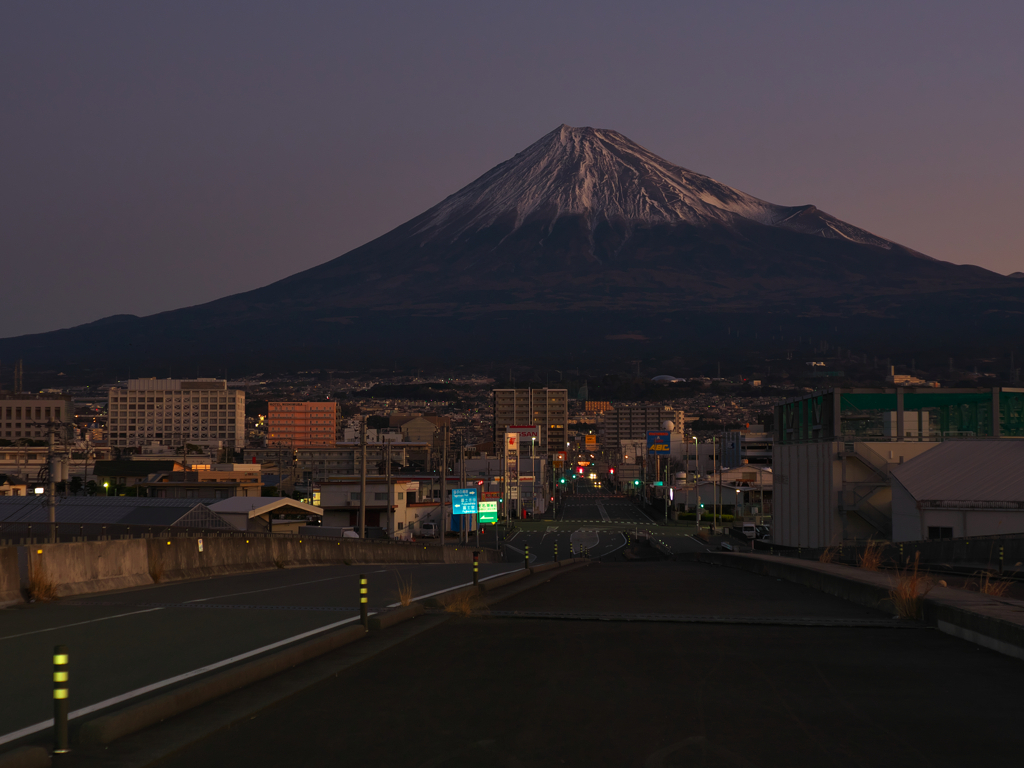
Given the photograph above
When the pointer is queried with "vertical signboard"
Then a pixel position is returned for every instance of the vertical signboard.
(658, 442)
(512, 458)
(463, 501)
(488, 512)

::::

-- Task to complete --
Render every line of the rows above as a Markdown table with the columns Line No. and Line Text. Omit blank lines and leave the pictures out.

-- Response --
| Line No. | Line Text |
|---|---|
| 1 | Given the photograph above |
| 2 | When the pointer is queried with "vertical signboard" |
| 3 | Then a pixel position is returned for every instance of the vertical signboard. |
| 4 | (658, 442) |
| 5 | (512, 458) |
| 6 | (463, 501) |
| 7 | (488, 512) |